> _Problems to work on_:
1: Summarize the blacksmith-shop excerpt in two sentences.
2: List every physical discomfort the narrator describes during the stop at the blacksmith shop in the blacksmith-shop excerpt.
3: From the blacksmith-shop excerpt, extract the passage word for word, starting at "He wasn't a" and ending at "was uncalled for.".

> _Text excerpt_:
We arrived at the blacksmith shop and the first thing I saw was some kids sitting around a picnic table drinking something from a pitcher. I immediately sank to the floor boards of the truck, I was dirty from baling hay and painfully shy around other kids. Popsicles came in 'twin pops' and I had carefully separated them so I could enjoy two treats to make it last longer. Sitting on the floor boards of the pickup in the hot sun with the dripping confection was a bit uncomfortable, but it beat being spotted. Still, I would sneak peeks out the window when I thought the coast was clear.
He never saw me, but I noticed Carl right away, though I didn't know his name. I wasn't too impressed.
He wasn't a Farm Kid.
And he was wearing shorts.
I never knew any boys who wore shorts, and certainly not in Haying Season. Blue jeans are the proper attire for haying. But then I didn't get out much and I didn't know any boys and to be fair, he wasn't doing any haying, so my superiority complex was uncalled for.
I brushed off the flies that found me delightful due to my sticky state and hoped the broken part would be welded soon. I needed a drink. Whatever those other kids were drinking looked good, but I stayed put, out of sight. Finally after what seemed an eternity, Dad was back in the truck and we were on our way.

Text-to-region grounding data:

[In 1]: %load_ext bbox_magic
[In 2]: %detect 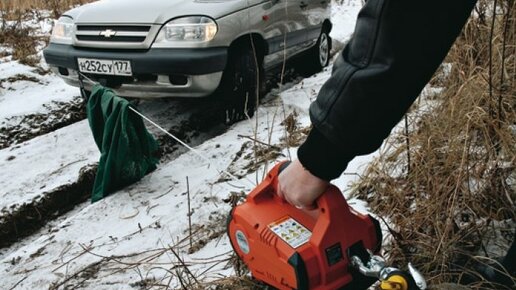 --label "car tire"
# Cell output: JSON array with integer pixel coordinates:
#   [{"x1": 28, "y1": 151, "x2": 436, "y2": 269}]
[
  {"x1": 300, "y1": 30, "x2": 332, "y2": 76},
  {"x1": 219, "y1": 45, "x2": 264, "y2": 124}
]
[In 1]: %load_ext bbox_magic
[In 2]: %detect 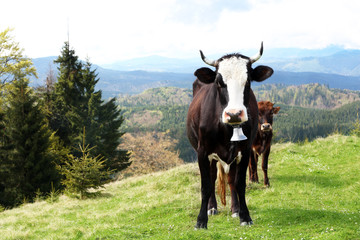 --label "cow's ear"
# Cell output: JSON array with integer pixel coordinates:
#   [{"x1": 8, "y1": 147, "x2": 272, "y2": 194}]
[
  {"x1": 194, "y1": 67, "x2": 216, "y2": 83},
  {"x1": 273, "y1": 107, "x2": 280, "y2": 114},
  {"x1": 251, "y1": 66, "x2": 274, "y2": 82}
]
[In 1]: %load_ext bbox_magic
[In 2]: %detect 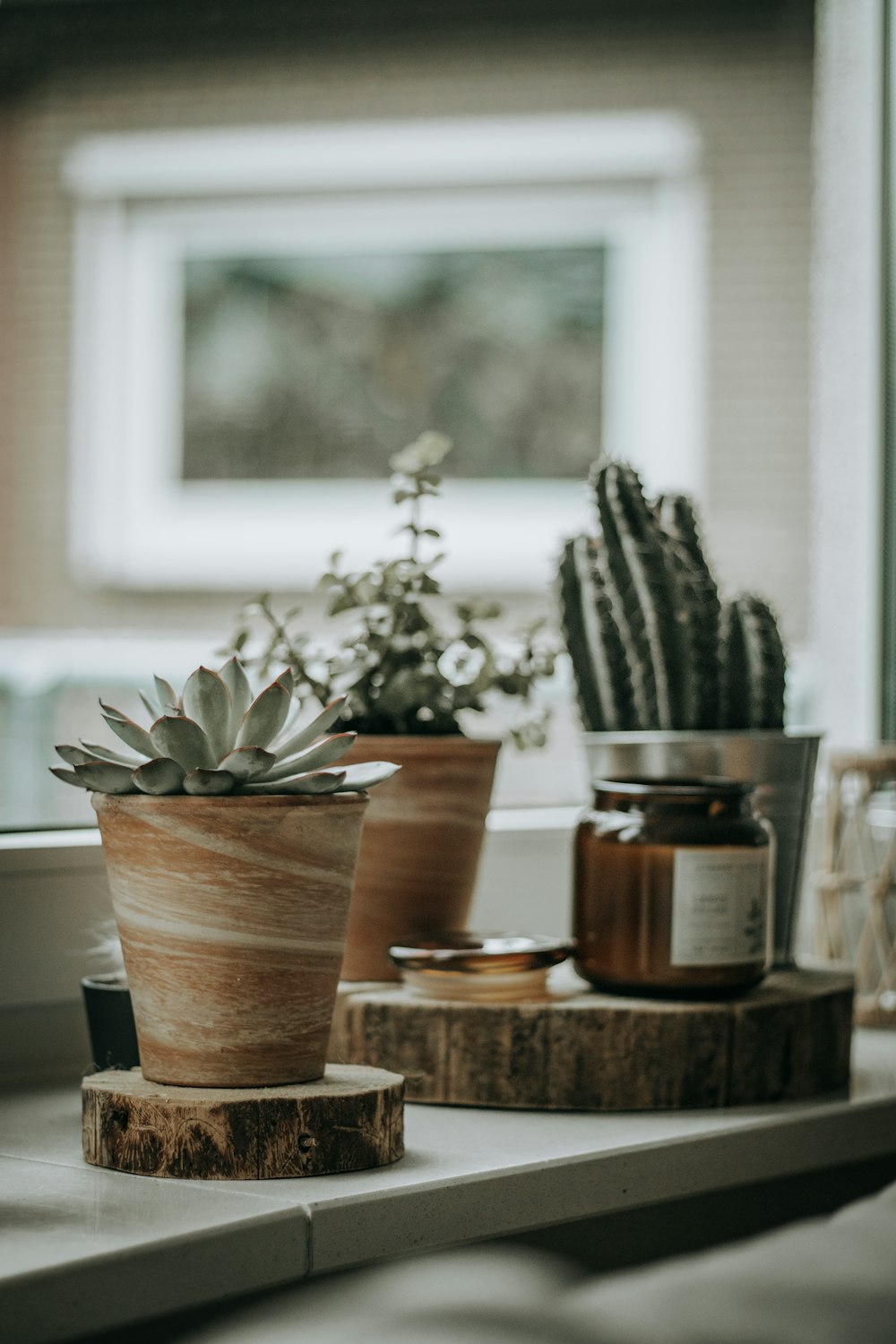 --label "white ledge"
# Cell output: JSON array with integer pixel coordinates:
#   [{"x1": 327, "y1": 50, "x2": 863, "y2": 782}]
[{"x1": 0, "y1": 1032, "x2": 896, "y2": 1344}]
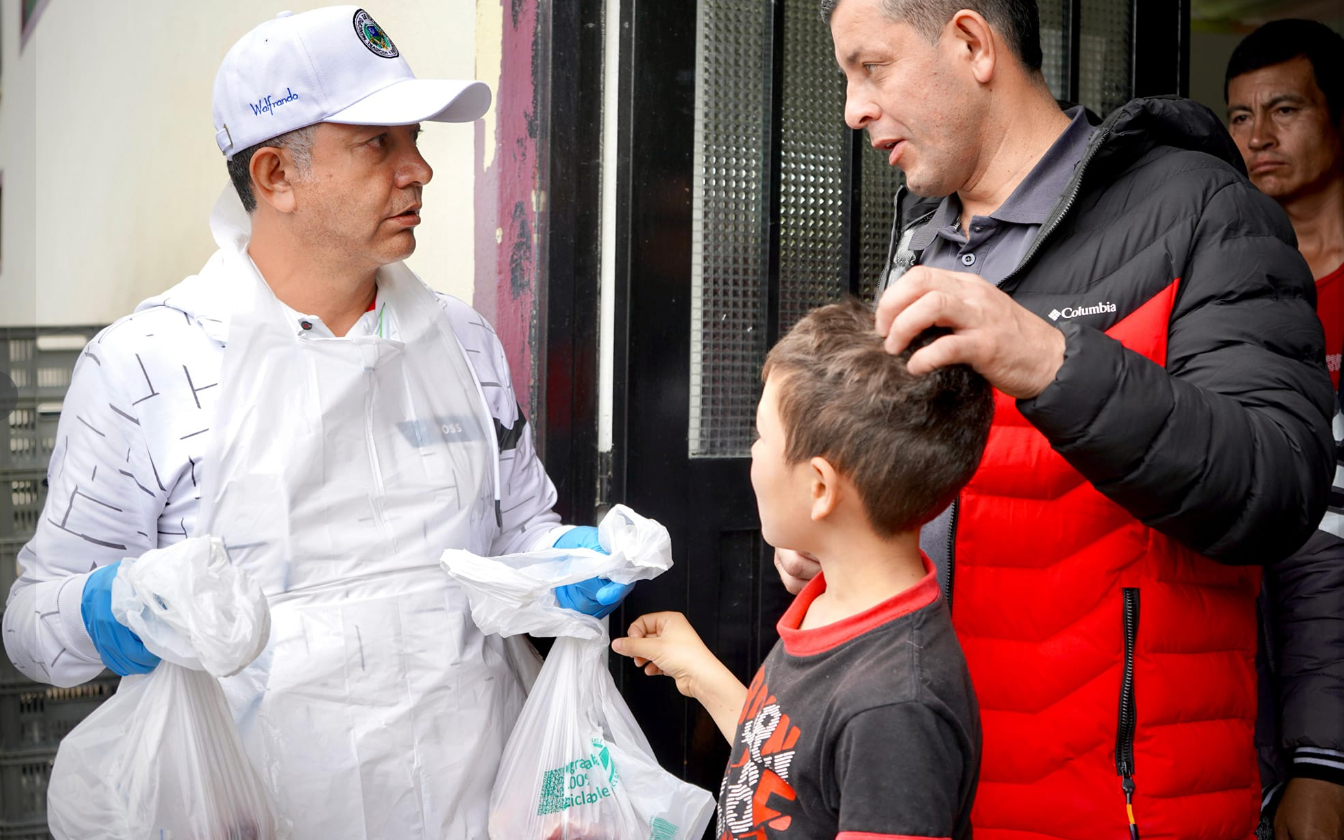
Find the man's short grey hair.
[821,0,1043,70]
[228,125,317,212]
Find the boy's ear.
[808,457,840,521]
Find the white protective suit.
[4,191,563,840]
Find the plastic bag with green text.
[442,505,714,840]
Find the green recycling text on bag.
[442,505,714,840]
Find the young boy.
[612,301,993,840]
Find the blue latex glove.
[555,526,634,618]
[79,560,159,676]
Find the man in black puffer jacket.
[781,0,1333,840]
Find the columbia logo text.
[1050,301,1116,321]
[247,87,298,117]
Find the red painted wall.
[473,0,546,418]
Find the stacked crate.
[0,327,117,840]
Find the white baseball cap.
[212,5,491,160]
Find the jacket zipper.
[999,124,1110,290]
[1116,587,1138,840]
[942,493,961,613]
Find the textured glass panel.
[1039,0,1068,99]
[1078,0,1134,117]
[780,0,849,335]
[859,143,905,301]
[687,0,771,457]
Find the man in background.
[1224,20,1344,840]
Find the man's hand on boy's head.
[774,548,821,595]
[876,266,1064,399]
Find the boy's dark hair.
[1223,17,1344,125]
[821,0,1043,70]
[761,298,995,536]
[227,125,316,212]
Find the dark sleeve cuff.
[1289,747,1344,786]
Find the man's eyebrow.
[1227,93,1306,113]
[1265,93,1306,108]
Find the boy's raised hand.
[612,613,747,743]
[612,613,722,698]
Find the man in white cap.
[4,7,626,840]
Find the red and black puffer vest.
[953,281,1259,840]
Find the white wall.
[0,0,476,325]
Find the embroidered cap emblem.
[355,9,401,58]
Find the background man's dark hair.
[821,0,1043,70]
[1223,17,1344,125]
[228,125,316,212]
[761,298,995,536]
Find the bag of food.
[442,505,714,840]
[47,538,289,840]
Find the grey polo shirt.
[910,106,1093,586]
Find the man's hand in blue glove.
[555,526,634,618]
[79,560,159,676]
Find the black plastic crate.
[0,750,56,825]
[0,327,102,402]
[0,398,63,473]
[0,327,102,470]
[0,821,51,840]
[0,671,120,752]
[0,468,47,540]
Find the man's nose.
[396,146,434,188]
[1246,114,1277,152]
[844,85,882,129]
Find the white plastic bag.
[47,538,284,840]
[442,505,714,840]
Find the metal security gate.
[544,0,1188,817]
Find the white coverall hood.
[136,185,264,344]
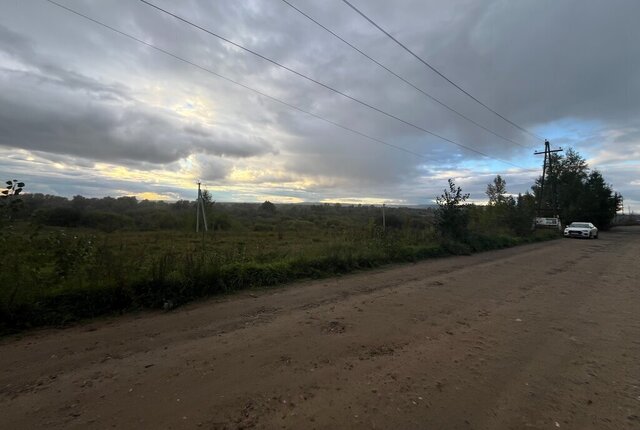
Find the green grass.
[0,220,552,332]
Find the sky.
[0,0,640,208]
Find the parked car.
[564,222,598,239]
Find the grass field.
[0,203,550,332]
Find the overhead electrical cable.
[342,0,543,140]
[134,0,519,167]
[282,0,527,148]
[45,0,524,169]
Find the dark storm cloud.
[0,0,640,200]
[0,26,272,164]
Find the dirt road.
[0,227,640,430]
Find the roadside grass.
[0,223,557,334]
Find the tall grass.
[0,226,548,332]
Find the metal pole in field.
[382,203,387,231]
[196,182,208,233]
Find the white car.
[564,222,598,239]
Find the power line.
[136,0,519,167]
[45,0,523,169]
[282,0,527,148]
[38,0,456,168]
[342,0,542,139]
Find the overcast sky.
[0,0,640,208]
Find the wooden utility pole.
[534,139,562,216]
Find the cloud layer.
[0,0,640,210]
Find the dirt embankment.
[0,227,640,429]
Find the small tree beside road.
[436,179,469,240]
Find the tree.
[485,175,507,205]
[532,149,622,230]
[436,179,469,240]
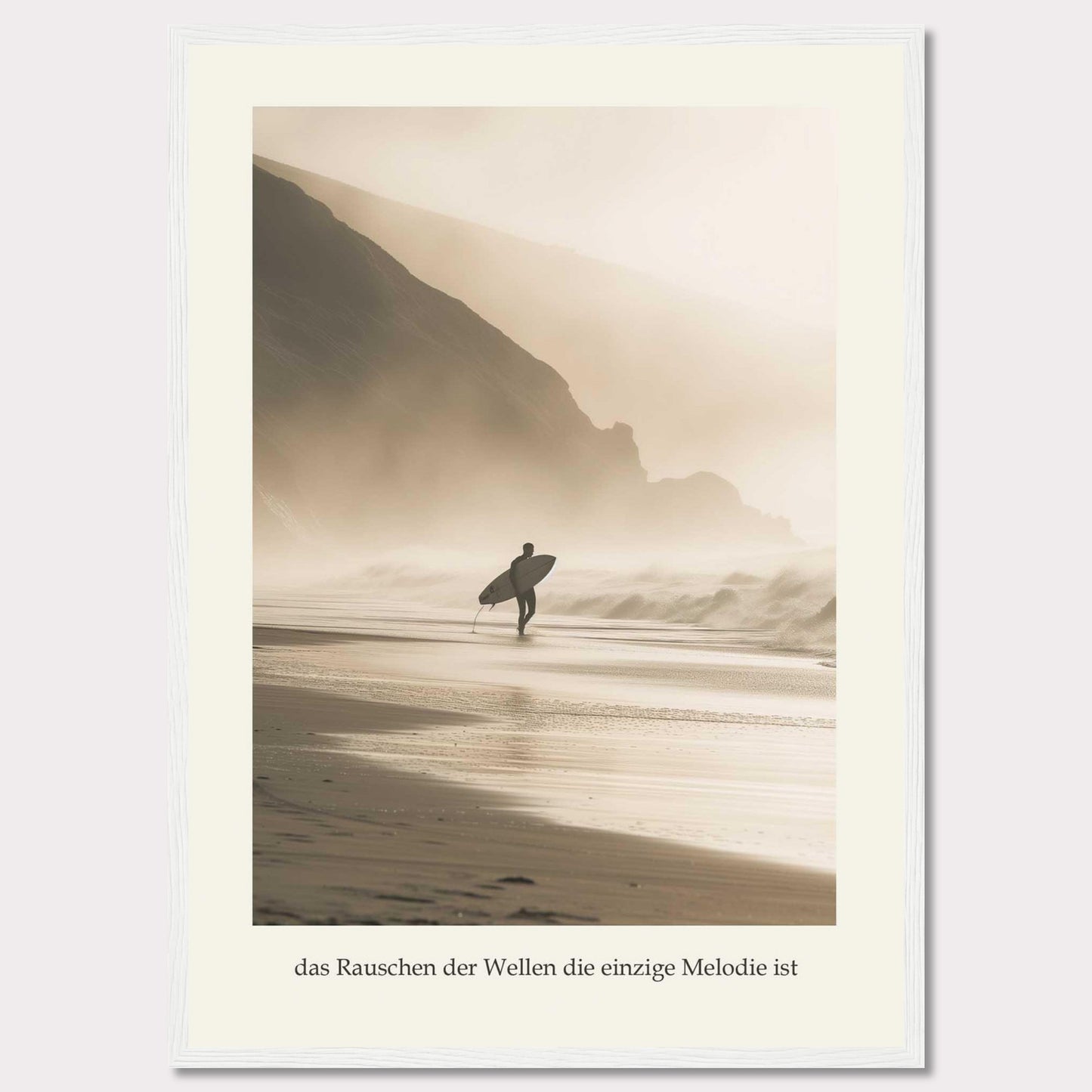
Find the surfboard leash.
[471,603,497,633]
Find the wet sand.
[253,602,834,925]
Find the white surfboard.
[478,554,557,606]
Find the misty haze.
[253,108,837,925]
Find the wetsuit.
[508,554,535,633]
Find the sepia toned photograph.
[252,107,837,926]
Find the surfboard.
[478,554,557,606]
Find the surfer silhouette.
[508,543,535,636]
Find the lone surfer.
[508,543,535,636]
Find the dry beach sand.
[253,595,835,925]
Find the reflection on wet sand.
[253,597,834,923]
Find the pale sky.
[253,107,837,545]
[255,108,837,329]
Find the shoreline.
[253,676,835,925]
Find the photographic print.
[252,106,839,926]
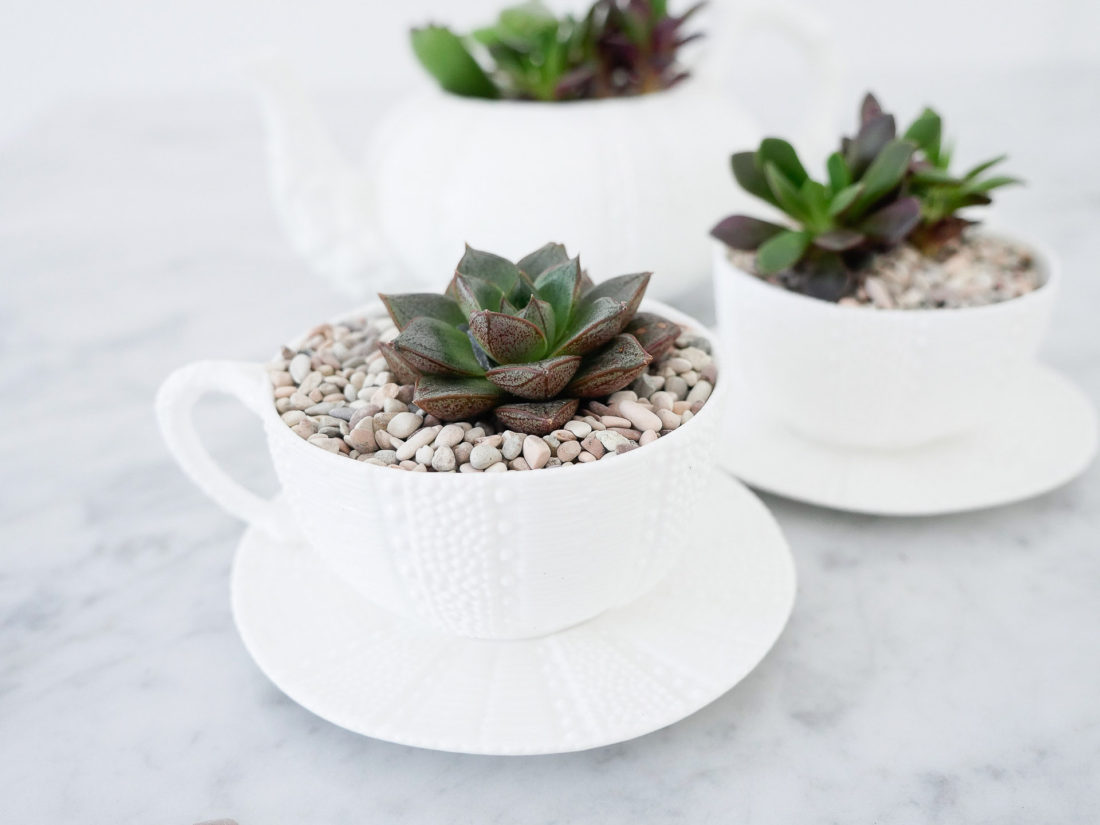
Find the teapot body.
[367,80,759,298]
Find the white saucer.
[232,471,795,755]
[721,367,1097,516]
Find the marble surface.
[0,69,1100,825]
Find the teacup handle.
[156,361,294,539]
[714,2,843,151]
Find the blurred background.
[0,0,1100,144]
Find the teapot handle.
[714,2,843,155]
[156,361,296,540]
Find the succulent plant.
[711,106,921,300]
[711,94,1015,300]
[897,96,1021,254]
[411,0,699,100]
[380,243,680,435]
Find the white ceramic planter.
[157,301,725,639]
[260,6,838,298]
[714,233,1059,448]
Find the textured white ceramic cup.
[714,235,1059,449]
[156,301,725,639]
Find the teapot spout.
[253,58,382,298]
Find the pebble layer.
[729,233,1043,309]
[267,318,717,473]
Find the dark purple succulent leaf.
[393,317,484,375]
[729,152,779,206]
[535,257,581,330]
[623,312,682,361]
[756,230,810,275]
[845,114,898,180]
[485,355,581,402]
[554,296,634,355]
[828,184,864,218]
[516,241,569,281]
[858,198,921,242]
[451,273,505,318]
[470,309,548,364]
[825,152,851,196]
[801,252,856,303]
[582,272,653,315]
[455,244,519,295]
[757,138,810,187]
[814,229,867,252]
[413,375,505,421]
[859,92,882,125]
[517,297,558,341]
[493,398,580,436]
[565,333,653,398]
[711,215,787,252]
[378,341,420,384]
[378,293,465,330]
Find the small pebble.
[524,436,550,470]
[470,444,503,470]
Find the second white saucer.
[721,367,1097,516]
[232,471,794,754]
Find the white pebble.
[619,402,661,430]
[470,443,507,470]
[565,421,592,441]
[386,413,424,438]
[524,436,550,470]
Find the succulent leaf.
[757,138,810,187]
[814,228,867,252]
[454,244,519,292]
[451,273,505,318]
[729,152,779,206]
[756,230,811,275]
[624,312,680,361]
[711,215,787,252]
[485,355,581,402]
[516,241,569,281]
[413,375,504,421]
[513,297,558,341]
[844,114,898,180]
[378,293,465,330]
[850,140,915,218]
[470,309,547,364]
[535,257,581,330]
[565,333,653,398]
[393,317,484,375]
[763,164,813,223]
[584,272,652,315]
[554,296,634,355]
[382,244,680,432]
[378,341,420,384]
[410,25,501,98]
[825,152,851,197]
[859,198,921,245]
[494,398,580,436]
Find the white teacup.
[714,233,1058,449]
[157,301,725,639]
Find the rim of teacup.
[260,299,726,484]
[713,228,1062,322]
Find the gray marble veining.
[0,68,1100,825]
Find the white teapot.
[253,6,838,298]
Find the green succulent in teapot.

> _Answers to the problems_:
1: At a blacksmith shop, the narrator, dirty from baling hay and painfully shy around other kids, hid on the floor boards of the truck with popsicles while sneaking peeks at kids drinking from a pitcher at a picnic table. The narrator noticed Carl, who wasn't a Farm Kid and wore shorts, then stayed out of sight, sticky and thirsty, until Dad was back in the truck and they left.

2:
- Being dirty from baling hay
- Sitting in the hot sun on the floor boards of the pickup
- The dripping popsicles
- Being sticky
- Flies
- Needing a drink

3:
He wasn't a Farm Kid.
And he was wearing shorts.
I never knew any boys who wore shorts, and certainly not in Haying Season. Blue jeans are the proper attire for haying. But then I didn't get out much and I didn't know any boys and to be fair, he wasn't doing any haying, so my superiority complex was uncalled for.